> **Raw data**
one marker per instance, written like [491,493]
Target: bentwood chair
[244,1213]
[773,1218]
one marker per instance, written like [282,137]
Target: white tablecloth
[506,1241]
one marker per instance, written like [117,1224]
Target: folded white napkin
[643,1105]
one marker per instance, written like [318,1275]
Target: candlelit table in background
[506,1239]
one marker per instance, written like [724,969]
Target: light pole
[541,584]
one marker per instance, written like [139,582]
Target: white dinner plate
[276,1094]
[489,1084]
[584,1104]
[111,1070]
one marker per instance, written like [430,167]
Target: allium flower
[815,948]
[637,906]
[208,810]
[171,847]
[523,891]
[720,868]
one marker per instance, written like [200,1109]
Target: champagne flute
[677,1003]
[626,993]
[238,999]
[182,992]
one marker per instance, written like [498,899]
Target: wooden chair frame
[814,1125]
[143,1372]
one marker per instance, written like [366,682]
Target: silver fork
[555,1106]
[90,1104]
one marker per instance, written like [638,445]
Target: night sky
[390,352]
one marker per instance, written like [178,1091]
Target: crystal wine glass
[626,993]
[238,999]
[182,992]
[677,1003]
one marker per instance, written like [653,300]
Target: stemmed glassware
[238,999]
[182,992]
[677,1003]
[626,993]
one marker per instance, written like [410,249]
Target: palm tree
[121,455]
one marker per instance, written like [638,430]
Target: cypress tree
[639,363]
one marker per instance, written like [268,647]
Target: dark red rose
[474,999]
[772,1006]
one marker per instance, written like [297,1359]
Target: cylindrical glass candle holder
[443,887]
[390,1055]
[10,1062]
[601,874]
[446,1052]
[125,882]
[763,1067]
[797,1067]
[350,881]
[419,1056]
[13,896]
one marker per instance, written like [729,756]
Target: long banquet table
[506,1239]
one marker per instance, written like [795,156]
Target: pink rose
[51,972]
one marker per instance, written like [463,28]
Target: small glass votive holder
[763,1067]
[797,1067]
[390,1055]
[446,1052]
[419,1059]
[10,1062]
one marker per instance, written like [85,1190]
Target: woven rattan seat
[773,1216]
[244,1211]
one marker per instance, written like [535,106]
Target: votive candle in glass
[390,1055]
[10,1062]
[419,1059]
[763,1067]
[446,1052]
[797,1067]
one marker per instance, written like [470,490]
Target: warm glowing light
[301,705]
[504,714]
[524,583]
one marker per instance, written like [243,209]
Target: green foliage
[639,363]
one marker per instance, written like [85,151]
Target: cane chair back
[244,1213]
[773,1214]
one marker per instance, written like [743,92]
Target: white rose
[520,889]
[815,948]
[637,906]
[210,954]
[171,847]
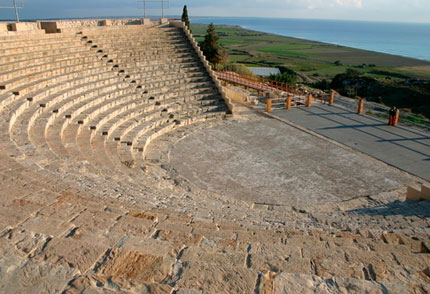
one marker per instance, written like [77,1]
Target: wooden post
[396,117]
[288,102]
[360,108]
[309,100]
[331,100]
[269,104]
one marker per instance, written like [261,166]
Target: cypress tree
[211,48]
[185,18]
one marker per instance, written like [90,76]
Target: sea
[404,39]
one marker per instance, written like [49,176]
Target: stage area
[266,161]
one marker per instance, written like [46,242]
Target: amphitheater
[125,168]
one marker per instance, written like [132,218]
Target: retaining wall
[205,63]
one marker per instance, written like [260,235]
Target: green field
[312,60]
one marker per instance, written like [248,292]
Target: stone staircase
[83,209]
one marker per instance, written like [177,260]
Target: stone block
[3,27]
[309,284]
[146,21]
[72,253]
[413,194]
[50,27]
[106,23]
[35,277]
[24,26]
[129,225]
[123,266]
[95,221]
[425,191]
[216,272]
[45,225]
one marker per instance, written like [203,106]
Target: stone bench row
[41,84]
[134,143]
[39,42]
[77,92]
[133,232]
[21,76]
[166,36]
[39,89]
[74,102]
[43,59]
[41,54]
[39,47]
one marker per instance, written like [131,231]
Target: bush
[239,68]
[287,76]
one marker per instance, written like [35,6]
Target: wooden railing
[254,82]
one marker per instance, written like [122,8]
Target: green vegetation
[313,61]
[237,67]
[211,47]
[185,18]
[383,78]
[287,76]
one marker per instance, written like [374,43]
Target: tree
[211,48]
[287,76]
[185,18]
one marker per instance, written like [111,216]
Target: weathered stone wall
[235,95]
[205,63]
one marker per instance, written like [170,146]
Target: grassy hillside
[384,78]
[313,60]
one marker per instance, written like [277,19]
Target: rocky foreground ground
[70,228]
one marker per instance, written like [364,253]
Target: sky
[366,10]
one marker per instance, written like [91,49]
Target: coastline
[410,41]
[314,58]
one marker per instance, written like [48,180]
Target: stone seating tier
[88,209]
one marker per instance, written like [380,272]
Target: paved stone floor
[266,161]
[404,148]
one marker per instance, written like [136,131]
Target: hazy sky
[377,10]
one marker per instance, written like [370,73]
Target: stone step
[30,73]
[48,59]
[39,47]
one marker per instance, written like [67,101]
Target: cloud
[350,3]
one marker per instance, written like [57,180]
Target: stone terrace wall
[205,63]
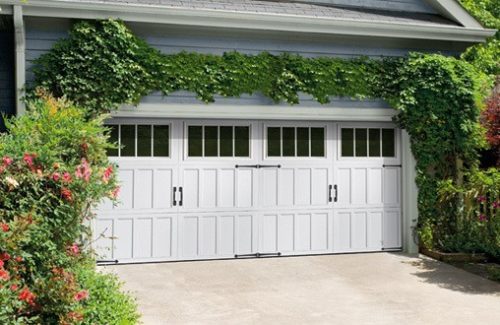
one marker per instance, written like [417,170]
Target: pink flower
[67,177]
[27,296]
[28,159]
[84,294]
[481,199]
[7,161]
[66,194]
[56,176]
[83,170]
[74,250]
[4,275]
[114,193]
[106,176]
[4,256]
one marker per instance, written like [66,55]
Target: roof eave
[249,20]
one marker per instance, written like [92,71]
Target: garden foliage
[439,98]
[53,171]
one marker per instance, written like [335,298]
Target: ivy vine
[102,65]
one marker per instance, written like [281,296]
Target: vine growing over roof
[102,65]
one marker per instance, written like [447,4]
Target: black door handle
[269,166]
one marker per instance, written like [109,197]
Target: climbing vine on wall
[102,65]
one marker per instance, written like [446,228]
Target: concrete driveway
[380,288]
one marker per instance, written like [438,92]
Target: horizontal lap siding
[7,82]
[41,34]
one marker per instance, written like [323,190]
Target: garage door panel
[285,232]
[392,185]
[320,180]
[359,186]
[126,196]
[163,237]
[246,234]
[343,182]
[303,186]
[357,230]
[162,188]
[208,188]
[286,185]
[226,238]
[269,187]
[123,238]
[375,186]
[143,237]
[191,186]
[103,233]
[226,188]
[245,187]
[392,229]
[269,233]
[143,189]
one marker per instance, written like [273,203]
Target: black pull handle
[246,166]
[269,166]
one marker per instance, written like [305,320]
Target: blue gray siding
[7,82]
[41,34]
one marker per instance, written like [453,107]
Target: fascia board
[254,21]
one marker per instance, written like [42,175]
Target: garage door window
[295,142]
[140,140]
[368,142]
[218,141]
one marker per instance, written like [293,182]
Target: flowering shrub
[476,229]
[53,171]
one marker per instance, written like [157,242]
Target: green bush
[476,224]
[53,171]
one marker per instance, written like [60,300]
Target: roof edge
[453,10]
[254,21]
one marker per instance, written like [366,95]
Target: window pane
[161,141]
[127,140]
[194,141]
[388,143]
[289,142]
[273,142]
[317,142]
[347,142]
[211,149]
[113,138]
[374,142]
[144,140]
[226,141]
[242,141]
[303,142]
[361,142]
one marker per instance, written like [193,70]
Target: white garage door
[224,189]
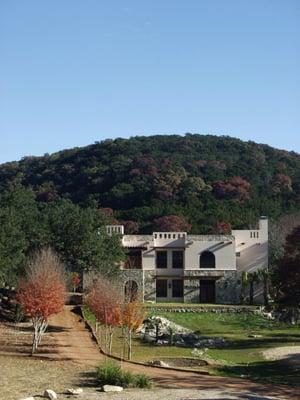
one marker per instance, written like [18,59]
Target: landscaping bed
[247,335]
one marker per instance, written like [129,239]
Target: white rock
[74,391]
[111,388]
[50,394]
[159,363]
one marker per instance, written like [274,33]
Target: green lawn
[241,356]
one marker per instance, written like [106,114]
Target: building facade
[177,267]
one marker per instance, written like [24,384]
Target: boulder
[74,392]
[111,388]
[159,363]
[50,394]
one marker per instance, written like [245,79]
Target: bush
[110,373]
[142,381]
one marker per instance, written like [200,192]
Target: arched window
[131,290]
[207,260]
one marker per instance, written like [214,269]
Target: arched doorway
[131,290]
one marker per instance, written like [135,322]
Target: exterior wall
[223,247]
[191,290]
[149,286]
[244,250]
[228,288]
[252,253]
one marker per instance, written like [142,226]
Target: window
[177,259]
[207,260]
[161,259]
[162,288]
[177,288]
[134,259]
[131,291]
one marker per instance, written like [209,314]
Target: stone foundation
[191,290]
[149,286]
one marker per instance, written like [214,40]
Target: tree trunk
[251,293]
[111,332]
[129,344]
[266,290]
[40,326]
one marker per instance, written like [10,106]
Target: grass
[24,376]
[110,373]
[242,355]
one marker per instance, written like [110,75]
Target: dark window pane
[207,260]
[177,259]
[162,288]
[134,260]
[177,288]
[161,259]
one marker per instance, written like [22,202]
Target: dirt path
[288,354]
[74,342]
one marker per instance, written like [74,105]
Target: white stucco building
[177,267]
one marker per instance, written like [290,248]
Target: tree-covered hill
[209,181]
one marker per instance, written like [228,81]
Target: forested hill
[207,180]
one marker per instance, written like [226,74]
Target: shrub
[142,381]
[110,373]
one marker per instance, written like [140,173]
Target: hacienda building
[177,267]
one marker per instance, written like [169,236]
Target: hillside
[206,179]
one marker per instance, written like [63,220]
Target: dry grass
[22,377]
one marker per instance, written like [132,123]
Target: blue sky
[73,72]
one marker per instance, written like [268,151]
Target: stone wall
[149,286]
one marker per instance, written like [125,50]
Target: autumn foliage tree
[105,302]
[172,223]
[133,315]
[75,279]
[42,293]
[286,276]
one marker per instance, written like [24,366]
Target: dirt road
[74,342]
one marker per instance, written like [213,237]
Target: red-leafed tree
[223,228]
[133,315]
[107,211]
[235,188]
[42,293]
[286,276]
[104,300]
[130,227]
[281,182]
[75,279]
[172,223]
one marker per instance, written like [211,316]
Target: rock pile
[160,331]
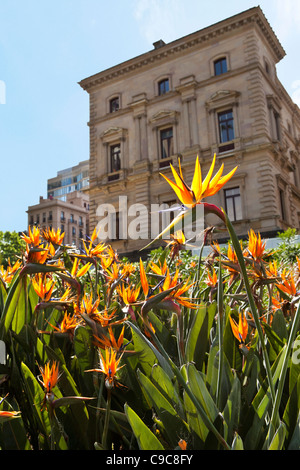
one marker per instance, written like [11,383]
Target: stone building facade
[75,178]
[71,216]
[213,91]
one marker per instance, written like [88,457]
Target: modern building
[66,181]
[71,216]
[213,91]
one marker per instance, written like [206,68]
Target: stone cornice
[194,40]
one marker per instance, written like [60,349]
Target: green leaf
[35,396]
[67,401]
[279,437]
[174,426]
[145,438]
[83,348]
[148,355]
[198,387]
[295,440]
[198,335]
[168,389]
[10,305]
[237,443]
[232,410]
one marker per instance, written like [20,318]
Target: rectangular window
[277,126]
[226,130]
[114,105]
[220,66]
[166,143]
[115,158]
[233,204]
[282,204]
[163,86]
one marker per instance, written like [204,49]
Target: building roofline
[252,15]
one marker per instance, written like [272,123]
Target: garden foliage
[176,352]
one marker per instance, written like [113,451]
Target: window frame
[170,143]
[111,101]
[220,61]
[227,144]
[113,168]
[233,198]
[162,88]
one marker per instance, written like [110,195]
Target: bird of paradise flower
[191,196]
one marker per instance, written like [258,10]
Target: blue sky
[47,47]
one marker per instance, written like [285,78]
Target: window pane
[163,86]
[114,105]
[115,158]
[226,126]
[233,203]
[220,66]
[166,137]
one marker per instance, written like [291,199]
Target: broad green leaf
[164,384]
[198,387]
[10,305]
[35,396]
[147,353]
[232,410]
[279,325]
[294,443]
[197,340]
[67,401]
[145,438]
[294,365]
[83,348]
[237,443]
[277,442]
[198,429]
[174,426]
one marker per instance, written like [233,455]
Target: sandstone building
[68,180]
[71,216]
[213,91]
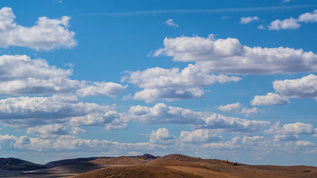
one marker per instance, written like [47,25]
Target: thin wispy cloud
[197,11]
[171,23]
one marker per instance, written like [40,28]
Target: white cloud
[78,131]
[101,88]
[163,114]
[230,57]
[217,121]
[21,75]
[171,23]
[34,111]
[308,17]
[269,99]
[261,27]
[292,129]
[246,20]
[162,136]
[238,108]
[149,95]
[48,131]
[297,88]
[199,136]
[304,143]
[172,84]
[46,34]
[285,137]
[292,23]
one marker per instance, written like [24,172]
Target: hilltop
[169,166]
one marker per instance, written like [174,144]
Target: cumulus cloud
[230,57]
[48,131]
[292,129]
[297,88]
[163,114]
[304,144]
[238,108]
[269,99]
[68,142]
[21,75]
[31,111]
[101,88]
[171,84]
[217,121]
[171,23]
[246,20]
[161,136]
[46,34]
[292,23]
[199,136]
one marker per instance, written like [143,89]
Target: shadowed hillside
[18,164]
[170,166]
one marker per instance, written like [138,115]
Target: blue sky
[226,79]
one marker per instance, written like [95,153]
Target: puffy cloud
[161,136]
[297,88]
[304,143]
[21,75]
[229,56]
[292,129]
[261,27]
[172,84]
[292,23]
[199,136]
[246,20]
[31,111]
[269,99]
[238,108]
[308,17]
[149,95]
[217,121]
[163,114]
[101,88]
[78,131]
[171,23]
[46,34]
[252,140]
[67,142]
[48,131]
[285,137]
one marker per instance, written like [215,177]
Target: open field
[170,166]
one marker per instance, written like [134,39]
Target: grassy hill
[18,164]
[170,166]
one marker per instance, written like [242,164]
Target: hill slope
[18,164]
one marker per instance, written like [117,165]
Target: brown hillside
[122,160]
[137,172]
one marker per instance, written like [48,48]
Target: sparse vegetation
[229,162]
[18,164]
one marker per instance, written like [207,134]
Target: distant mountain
[169,166]
[18,164]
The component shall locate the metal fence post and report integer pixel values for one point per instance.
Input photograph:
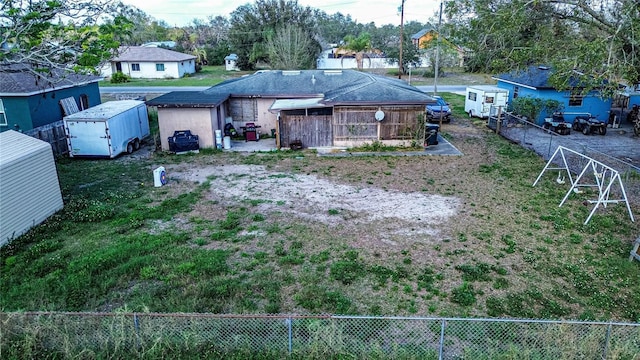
(606, 342)
(136, 326)
(289, 321)
(442, 327)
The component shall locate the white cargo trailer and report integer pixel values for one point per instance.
(107, 130)
(481, 99)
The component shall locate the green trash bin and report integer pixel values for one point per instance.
(431, 134)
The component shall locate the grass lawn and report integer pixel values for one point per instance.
(212, 75)
(509, 250)
(208, 76)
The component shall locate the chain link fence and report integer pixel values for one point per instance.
(621, 153)
(125, 335)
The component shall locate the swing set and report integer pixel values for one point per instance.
(603, 178)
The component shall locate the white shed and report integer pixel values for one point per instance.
(29, 187)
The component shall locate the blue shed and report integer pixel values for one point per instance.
(29, 99)
(534, 82)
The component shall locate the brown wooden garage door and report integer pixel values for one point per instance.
(312, 131)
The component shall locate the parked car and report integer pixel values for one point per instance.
(588, 124)
(438, 110)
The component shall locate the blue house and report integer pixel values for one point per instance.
(29, 100)
(534, 82)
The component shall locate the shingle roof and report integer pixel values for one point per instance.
(150, 54)
(421, 33)
(19, 80)
(335, 87)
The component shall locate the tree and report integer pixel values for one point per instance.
(585, 41)
(333, 28)
(61, 34)
(290, 48)
(410, 54)
(145, 28)
(359, 46)
(253, 24)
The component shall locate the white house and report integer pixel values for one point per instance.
(231, 62)
(151, 63)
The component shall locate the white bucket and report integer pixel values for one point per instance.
(159, 177)
(218, 139)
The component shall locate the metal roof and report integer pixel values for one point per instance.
(179, 99)
(21, 80)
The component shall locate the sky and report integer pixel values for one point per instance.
(381, 12)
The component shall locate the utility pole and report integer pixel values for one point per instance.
(401, 39)
(435, 78)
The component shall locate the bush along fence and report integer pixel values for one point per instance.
(147, 335)
(544, 142)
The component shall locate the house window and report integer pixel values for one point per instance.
(3, 116)
(575, 99)
(84, 102)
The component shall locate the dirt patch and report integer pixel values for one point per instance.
(316, 199)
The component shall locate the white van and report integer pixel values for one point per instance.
(480, 99)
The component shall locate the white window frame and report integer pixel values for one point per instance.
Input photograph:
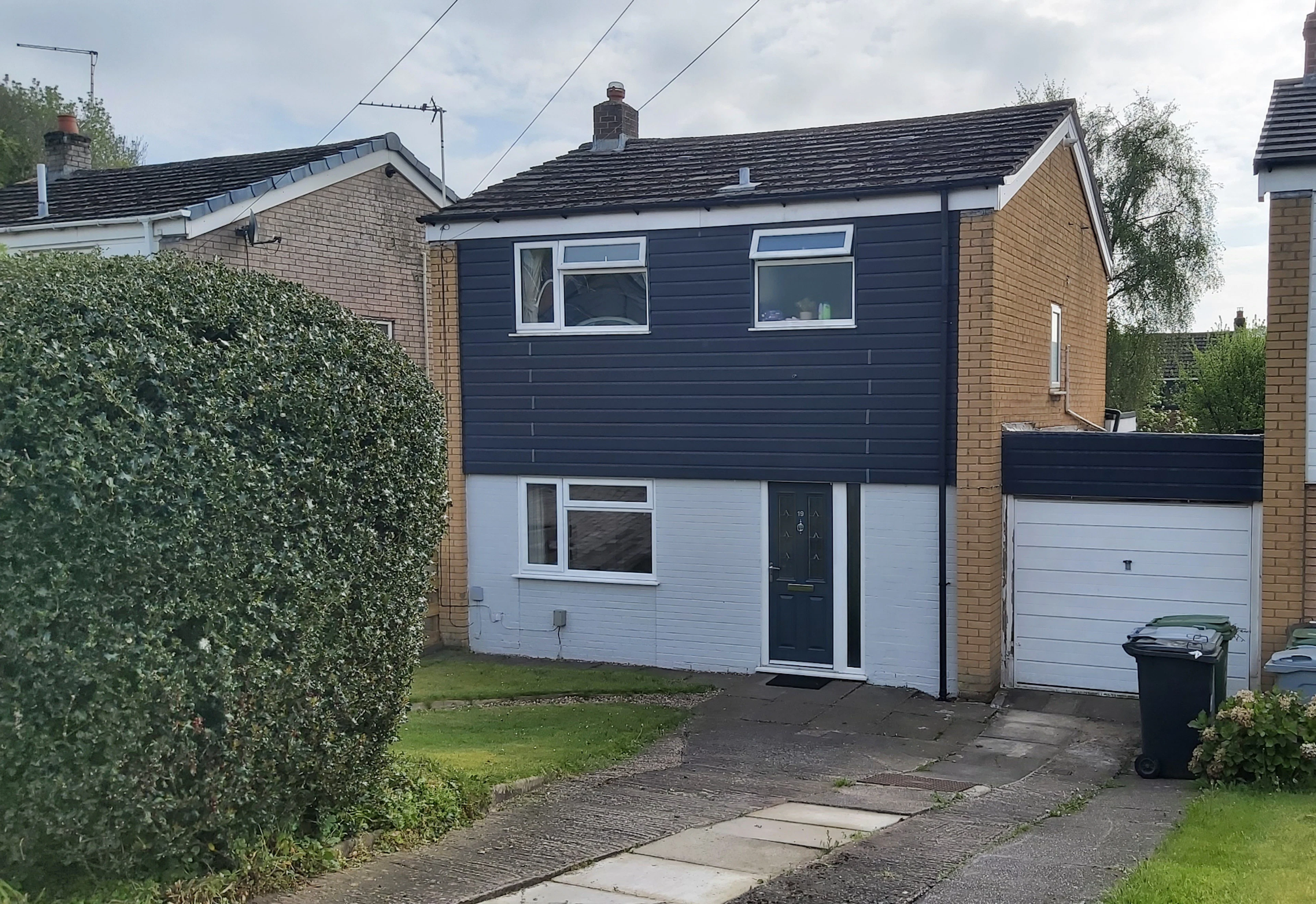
(561, 572)
(836, 323)
(557, 326)
(1055, 354)
(807, 253)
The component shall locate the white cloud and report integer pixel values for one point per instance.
(241, 77)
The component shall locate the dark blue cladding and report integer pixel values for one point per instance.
(1152, 466)
(702, 395)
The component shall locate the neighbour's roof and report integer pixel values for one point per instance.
(200, 186)
(1289, 135)
(866, 158)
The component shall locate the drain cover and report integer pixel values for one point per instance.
(913, 781)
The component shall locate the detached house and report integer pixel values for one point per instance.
(340, 219)
(736, 402)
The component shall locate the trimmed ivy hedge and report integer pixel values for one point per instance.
(219, 501)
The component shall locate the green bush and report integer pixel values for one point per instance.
(219, 501)
(1258, 739)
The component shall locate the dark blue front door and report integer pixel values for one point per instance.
(799, 573)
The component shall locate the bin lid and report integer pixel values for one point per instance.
(1222, 624)
(1176, 641)
(1302, 658)
(1302, 636)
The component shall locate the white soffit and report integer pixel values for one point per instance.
(235, 212)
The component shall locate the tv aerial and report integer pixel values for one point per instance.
(436, 114)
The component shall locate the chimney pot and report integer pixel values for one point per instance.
(615, 120)
(1310, 39)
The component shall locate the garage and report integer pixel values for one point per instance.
(1115, 531)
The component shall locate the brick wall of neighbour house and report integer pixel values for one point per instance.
(358, 243)
(449, 610)
(1285, 498)
(1015, 264)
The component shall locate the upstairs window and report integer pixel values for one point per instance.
(803, 278)
(582, 286)
(1056, 346)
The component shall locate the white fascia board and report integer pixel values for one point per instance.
(313, 183)
(1286, 180)
(698, 218)
(1065, 132)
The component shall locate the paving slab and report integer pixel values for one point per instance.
(878, 798)
(666, 881)
(557, 893)
(728, 852)
(790, 833)
(840, 818)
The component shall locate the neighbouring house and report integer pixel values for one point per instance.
(738, 402)
(1286, 173)
(340, 219)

> **What you should do**
Copy the data above word for word, starting at the line with "The component shall locate the upstairs" and going through the end of the data.

> **Written solution**
The component shall locate the upstairs window and report integer pixel values for one point per instance.
(803, 278)
(582, 286)
(1056, 346)
The component shall locate the white fascia board and report integer pixel values for one point per instance.
(313, 183)
(1286, 180)
(698, 218)
(1065, 132)
The component shall locate the paving slab and report integer pixel values for one point per instance.
(878, 798)
(666, 881)
(557, 893)
(728, 852)
(790, 833)
(840, 818)
The component shall locate the neighbouring house and report integer pixel values for one point per instance.
(738, 402)
(1286, 173)
(340, 219)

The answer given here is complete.